Un enfant... et sinon ?
Publié le 22 Septembre 2009
Photo (c) Luciamel
Je me retiens depuis plusieurs jours... car je me dis que ça va m'attirer les foudres de moult femmes... et de nombreux de mes amis. Mais après tout, pourquoi tenir un blog, si ce n'est pour surprendre ses amis, et les femmes ?
Le taux de natalité en France est parmi les plus élevés d'Europe... environ 2 enfants par femme... (quel exploit !), comme elles ont sacrifié leur vie professionnelle pour les élever... (euh ? ah bon ? encore aujourd'hui ? vraiment obligées ? la contraception, les crèches... c'est du bidon ?), il est normal qu'au moment de la retraite on les récompense de l'effort consenti pour la nation. Ah ? c'est vraiment ça l'égalité ? qu'on nous dédommage... qu'on nous reconnaisse, en quelque sorte, une différence... une particularité sociale, évaluant par là-même la domination...
Moi, je croyais que l'égalité c'était d'avoir les mêmes droits, le même salaire pour le même travail, et si je m'arrête pour élever mon enfant (que je sois un homme ou une femme) qu'effectivement, dans ce cas-là, on le compte comme un travail. Si je ne m'arrête pas... parce que les services sociaux me l'ont permis, parce que j'ai pu le placer en crèche, il n'y a aucune raison pour qu'on me "dédommage"... de mon "incident" (?) de parcours.

Entrées sources>
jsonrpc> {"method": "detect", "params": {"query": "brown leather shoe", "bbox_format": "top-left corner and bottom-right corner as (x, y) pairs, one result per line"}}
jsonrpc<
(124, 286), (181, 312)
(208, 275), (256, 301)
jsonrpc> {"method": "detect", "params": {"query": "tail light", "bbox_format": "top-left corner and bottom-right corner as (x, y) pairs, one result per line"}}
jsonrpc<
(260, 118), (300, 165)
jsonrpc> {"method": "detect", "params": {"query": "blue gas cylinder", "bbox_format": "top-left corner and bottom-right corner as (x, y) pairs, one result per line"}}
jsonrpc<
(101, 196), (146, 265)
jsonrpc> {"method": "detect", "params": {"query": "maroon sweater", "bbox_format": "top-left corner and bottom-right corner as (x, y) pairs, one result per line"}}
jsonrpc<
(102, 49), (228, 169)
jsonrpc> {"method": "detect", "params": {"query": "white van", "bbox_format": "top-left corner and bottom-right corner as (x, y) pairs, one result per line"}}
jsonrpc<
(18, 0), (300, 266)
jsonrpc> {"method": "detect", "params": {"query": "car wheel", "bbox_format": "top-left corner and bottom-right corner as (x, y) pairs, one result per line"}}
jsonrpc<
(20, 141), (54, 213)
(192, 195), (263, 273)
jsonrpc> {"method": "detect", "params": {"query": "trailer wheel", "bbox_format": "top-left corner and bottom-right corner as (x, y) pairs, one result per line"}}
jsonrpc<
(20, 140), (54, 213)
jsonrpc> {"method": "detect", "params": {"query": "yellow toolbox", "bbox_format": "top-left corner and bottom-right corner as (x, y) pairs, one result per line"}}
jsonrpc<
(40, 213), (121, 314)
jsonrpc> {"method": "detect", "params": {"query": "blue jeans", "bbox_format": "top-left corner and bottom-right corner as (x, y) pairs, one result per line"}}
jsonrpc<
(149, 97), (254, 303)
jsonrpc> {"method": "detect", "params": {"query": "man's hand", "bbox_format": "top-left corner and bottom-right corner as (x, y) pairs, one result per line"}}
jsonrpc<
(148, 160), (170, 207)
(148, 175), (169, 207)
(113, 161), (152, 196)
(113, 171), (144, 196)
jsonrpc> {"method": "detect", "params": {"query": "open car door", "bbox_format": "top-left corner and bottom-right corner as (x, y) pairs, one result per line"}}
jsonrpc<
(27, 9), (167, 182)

À faire>
[1] Recopiez les entrées en commençant au tout début et en terminant à la ligne qui contient "(18, 0), (300, 266)", cette ligne comprise. Ajoutez 16 à chaque coordonnée de boîte englobante.
[2] Poursuivez le billet sur l'égalité entre femmes et hommes après sa dernière phrase.

Réponses fournies>
[1]
jsonrpc> {"method": "detect", "params": {"query": "brown leather shoe", "bbox_format": "top-left corner and bottom-right corner as (x, y) pairs, one result per line"}}
jsonrpc<
(140, 302), (197, 328)
(224, 291), (272, 317)
jsonrpc> {"method": "detect", "params": {"query": "tail light", "bbox_format": "top-left corner and bottom-right corner as (x, y) pairs, one result per line"}}
jsonrpc<
(276, 134), (316, 181)
jsonrpc> {"method": "detect", "params": {"query": "blue gas cylinder", "bbox_format": "top-left corner and bottom-right corner as (x, y) pairs, one result per line"}}
jsonrpc<
(117, 212), (162, 281)
jsonrpc> {"method": "detect", "params": {"query": "maroon sweater", "bbox_format": "top-left corner and bottom-right corner as (x, y) pairs, one result per line"}}
jsonrpc<
(118, 65), (244, 185)
jsonrpc> {"method": "detect", "params": {"query": "white van", "bbox_format": "top-left corner and bottom-right corner as (x, y) pairs, one result per line"}}
jsonrpc<
(34, 16), (316, 282)

[2]
J'aimerais rappeler que de nombreuses femmes (moins en France que dans d'autres pays d'Europe, soit ! ) n'ont pas d'enfant, qu'elles n'en sont pas moins des femmes (tout aussi dominées), qu'elles ne sont pas plus payées pour autant (je le vois autour de moi, mes collègues mères reçoivent exactement le même salaire que moi, et elles ont plus d'avantages, parce qu'elles ont des enfants : tant mieux pour elles, bien évidemment). Femmes sans enfant, vous devrez travailler 41 ans pour obtenir une retraite complète, vous toucherez 25% de moins que ces Messieurs pour le même travail, mais vous n'aurez aucune compensation, car vous n'avez pas donné d'enfant à la nation !
Travail, famille, patrie... quand tu nous tiens.
Inégalité entre les femmes, oui. Peu de solidarité entre elles, aussi. Se battre pour que les droits des mères soient reconnus, sans aucun doute, mais j'aimerais que du coup on ne jette pas aux orties toutes celles qui n'ont pas procréé. Elles aussi ont été moins payées tout au long de leur carrière, elles aussi ont dû se confronter au monde du travail, plus favorable aux hommes. Elles ont été parmi celles qui se sont battues pour le droit à l'avortement, à la libre disposition de leur corps, et peut-être au droit à ne pas avoir d'enfant, et à pouvoir vivre "seules" et libres. Dans notre beau pays de la natalité ça semble être devenu un péché...
Femmes non-mères, c'est donc vous qui paierez.
Alors, je le dis, si par le passé cela a pu se justifier, aujourd'hui ce dédommagement me semble non une revendication de l'égalité homme-femme, mais une politique réactionnaire tendant à perpétuer un vieux modèle : les femmes à la maison avec les enfants, les hommes dans la cité.
Battons-nous non pour avoir des compensations, mais bien pour une reconnaissance de nos droits humains.
Nous avons le choix d'avoir, ou non, un enfant (et parfois nous ne le pouvons pas), nous devons faire en sorte que notre valeur professionnelle et humaine soit reconnue en tant que telle, non parce que nous sommes mères...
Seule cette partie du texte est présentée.